Exercise »
Can you recast the records below as a numbered list, one line per item, with blank lines dropped and the pictures left out?

Shape boundary entries »
↓

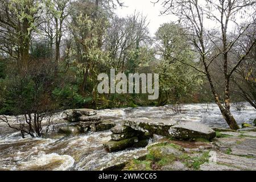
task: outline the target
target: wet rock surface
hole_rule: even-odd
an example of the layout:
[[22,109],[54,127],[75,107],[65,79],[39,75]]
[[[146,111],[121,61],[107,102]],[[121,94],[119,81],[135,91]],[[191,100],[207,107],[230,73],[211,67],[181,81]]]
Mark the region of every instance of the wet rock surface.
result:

↑

Solution to the problem »
1. task: outline the target
2. target: wet rock surface
3. hole_rule: even-odd
4. an example of the layout:
5. [[22,109],[54,127],[75,107],[65,79],[39,75]]
6. [[[146,111],[121,61],[107,102]],[[121,94],[119,81],[135,91]],[[191,100],[207,107],[230,73],[211,67],[181,81]]]
7. Mark the region of every instance of the wet rock surface.
8. result:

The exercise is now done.